- What to produce
All entries below are to be retyped in full, precisely as they appear.

- Supplied data
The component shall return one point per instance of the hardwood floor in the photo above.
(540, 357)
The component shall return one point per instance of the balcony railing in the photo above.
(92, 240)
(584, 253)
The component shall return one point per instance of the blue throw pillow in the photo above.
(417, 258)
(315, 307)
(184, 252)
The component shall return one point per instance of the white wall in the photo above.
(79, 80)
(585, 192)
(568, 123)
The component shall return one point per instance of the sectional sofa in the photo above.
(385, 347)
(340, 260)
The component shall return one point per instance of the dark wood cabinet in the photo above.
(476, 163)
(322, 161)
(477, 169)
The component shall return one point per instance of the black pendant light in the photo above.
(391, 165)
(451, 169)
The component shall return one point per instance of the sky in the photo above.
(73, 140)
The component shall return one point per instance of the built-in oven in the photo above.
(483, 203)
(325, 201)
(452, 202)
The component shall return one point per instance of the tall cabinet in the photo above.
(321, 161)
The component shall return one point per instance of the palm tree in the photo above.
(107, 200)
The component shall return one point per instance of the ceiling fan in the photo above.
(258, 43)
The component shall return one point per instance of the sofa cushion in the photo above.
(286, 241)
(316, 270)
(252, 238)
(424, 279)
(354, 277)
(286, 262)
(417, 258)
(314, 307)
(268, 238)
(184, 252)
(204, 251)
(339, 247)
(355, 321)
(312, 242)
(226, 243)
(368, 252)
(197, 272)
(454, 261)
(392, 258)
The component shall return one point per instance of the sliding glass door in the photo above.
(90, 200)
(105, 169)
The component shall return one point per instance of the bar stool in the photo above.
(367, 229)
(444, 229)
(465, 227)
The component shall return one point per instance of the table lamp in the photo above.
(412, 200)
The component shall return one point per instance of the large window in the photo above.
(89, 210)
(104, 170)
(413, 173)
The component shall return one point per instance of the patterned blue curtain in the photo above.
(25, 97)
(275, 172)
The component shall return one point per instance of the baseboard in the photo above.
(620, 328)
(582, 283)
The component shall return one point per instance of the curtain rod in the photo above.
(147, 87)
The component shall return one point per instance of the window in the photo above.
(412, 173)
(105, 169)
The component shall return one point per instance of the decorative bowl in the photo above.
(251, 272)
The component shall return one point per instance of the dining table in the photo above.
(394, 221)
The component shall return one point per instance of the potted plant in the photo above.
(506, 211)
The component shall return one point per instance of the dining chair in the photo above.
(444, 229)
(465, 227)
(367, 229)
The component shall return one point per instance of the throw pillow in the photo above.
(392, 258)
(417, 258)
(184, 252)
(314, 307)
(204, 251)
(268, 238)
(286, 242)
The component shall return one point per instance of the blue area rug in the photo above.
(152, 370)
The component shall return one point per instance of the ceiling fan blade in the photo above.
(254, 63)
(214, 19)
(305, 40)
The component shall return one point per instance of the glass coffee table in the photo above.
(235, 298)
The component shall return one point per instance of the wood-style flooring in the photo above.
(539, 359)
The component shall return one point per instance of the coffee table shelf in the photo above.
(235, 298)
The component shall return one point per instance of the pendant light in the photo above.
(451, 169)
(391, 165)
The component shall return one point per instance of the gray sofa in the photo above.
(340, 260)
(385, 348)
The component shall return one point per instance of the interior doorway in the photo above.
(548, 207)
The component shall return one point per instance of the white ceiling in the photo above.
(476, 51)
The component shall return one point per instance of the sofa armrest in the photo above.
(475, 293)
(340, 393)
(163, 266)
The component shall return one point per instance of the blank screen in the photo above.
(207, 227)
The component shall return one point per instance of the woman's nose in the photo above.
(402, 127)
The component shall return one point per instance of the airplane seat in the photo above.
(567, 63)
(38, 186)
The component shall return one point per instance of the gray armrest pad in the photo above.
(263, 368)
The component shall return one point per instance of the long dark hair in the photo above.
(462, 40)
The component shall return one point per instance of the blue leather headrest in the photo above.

- Response area
The component shall return one point per instance of the hardwood floor in the photo above.
(540, 357)
The component shall return one point per instance of the balcony railing in the photo above.
(92, 240)
(584, 253)
The component shall return one point per instance of the blue throw pillow in the photo above.
(417, 258)
(315, 307)
(184, 252)
The component shall return one point per instance of the white wall in the photo above.
(79, 80)
(585, 192)
(568, 123)
The component shall return one point per instance of the sectional sofa in the photo above.
(385, 347)
(340, 260)
The component shall return one point per instance of the dark wood cabinet in the photo above.
(476, 163)
(322, 161)
(477, 169)
The component shall return one point per instance of the black pendant light in the photo above.
(391, 165)
(451, 169)
The component shall return one point per instance of the sky in the photo above.
(73, 140)
The component shall return one point per instance of the built-in oven in the photo above.
(483, 203)
(325, 201)
(452, 202)
The component shall return one point per instance of the tall cabinet in the photo above.
(321, 161)
The component shall return one point per instance of the palm tree in the photo above.
(107, 200)
The component shall return one point per instance of the ceiling fan in the photo above.
(258, 43)
The component shall return one point per instance of the sofa cushion in the photo above.
(286, 241)
(316, 270)
(252, 238)
(424, 279)
(354, 277)
(286, 262)
(417, 258)
(314, 307)
(268, 238)
(184, 252)
(204, 251)
(339, 247)
(355, 321)
(312, 242)
(226, 243)
(368, 252)
(197, 272)
(454, 261)
(392, 258)
The component shall return one point per instance of the sliding glass door in the photo above.
(90, 200)
(105, 169)
The component shall return one point per instance of the bar stool in the photo above.
(367, 229)
(444, 229)
(465, 227)
The component shall return one point per instance of the table lamp in the photo above.
(412, 200)
The component shall return one point per instance of the large window in the photo above.
(89, 210)
(104, 170)
(413, 173)
The component shall return one point per instance of the patterned blue curtain in the photo above.
(25, 97)
(275, 172)
The component shall return one point per instance of the baseboard in the photo above.
(620, 328)
(582, 283)
The component shall return one point per instance of the curtain rod in the photo above.
(147, 87)
The component shall return one point per instance of the window in the photo above.
(412, 173)
(105, 169)
The component shall return one point per instance of the decorative bowl in the photo above.
(251, 272)
The component shall return one point per instance of the dining table in the photo above.
(394, 221)
The component shall return one point per instance of the potted plant in the photo above.
(506, 211)
The component shall return one point per instance of the dining chair in the photo above.
(444, 229)
(465, 227)
(367, 229)
The component shall return one point per instance of the throw pillow in the photo above.
(392, 258)
(417, 258)
(184, 252)
(314, 307)
(204, 251)
(268, 238)
(286, 242)
The component shall return one point per instance of the blue area rug in the photo above.
(152, 370)
The component shall return one point per instance of the ceiling fan blade in the photo above.
(254, 63)
(214, 19)
(305, 40)
The component shall return one point per instance of the glass coffee table in the photo above.
(235, 298)
The component shall return one point per instance of the wood-style flooring in the photo above.
(539, 359)
The component shall return one point per instance of the coffee table shelf in the photo above.
(235, 298)
The component shall return one point per instance of the pendant light in the photo above.
(451, 169)
(391, 165)
The component shall return one point per instance of the gray sofa in the photo above.
(340, 260)
(385, 348)
The component shall return one point per instance of the interior doorway in the photo above.
(548, 207)
The component shall return one point per instance of the white ceiling in the photo above.
(476, 51)
The component shall return one point per instance of the sofa armrest in the photo above.
(475, 293)
(340, 393)
(163, 266)
The component shall return one point per instance of the blank screen in the photo above.
(207, 227)
The component shall return one point per instance of the woman's nose in the photo above.
(402, 127)
The component shall return one point per instance of the airplane seat in the photo above.
(567, 63)
(38, 186)
The component shall return one point per instance of the gray armrest pad in the photo above.
(263, 368)
The component shall return one point per instance of the long dark hair in the photo above.
(462, 40)
The component shall return one point per instance of the blue leather headrest in the photo above.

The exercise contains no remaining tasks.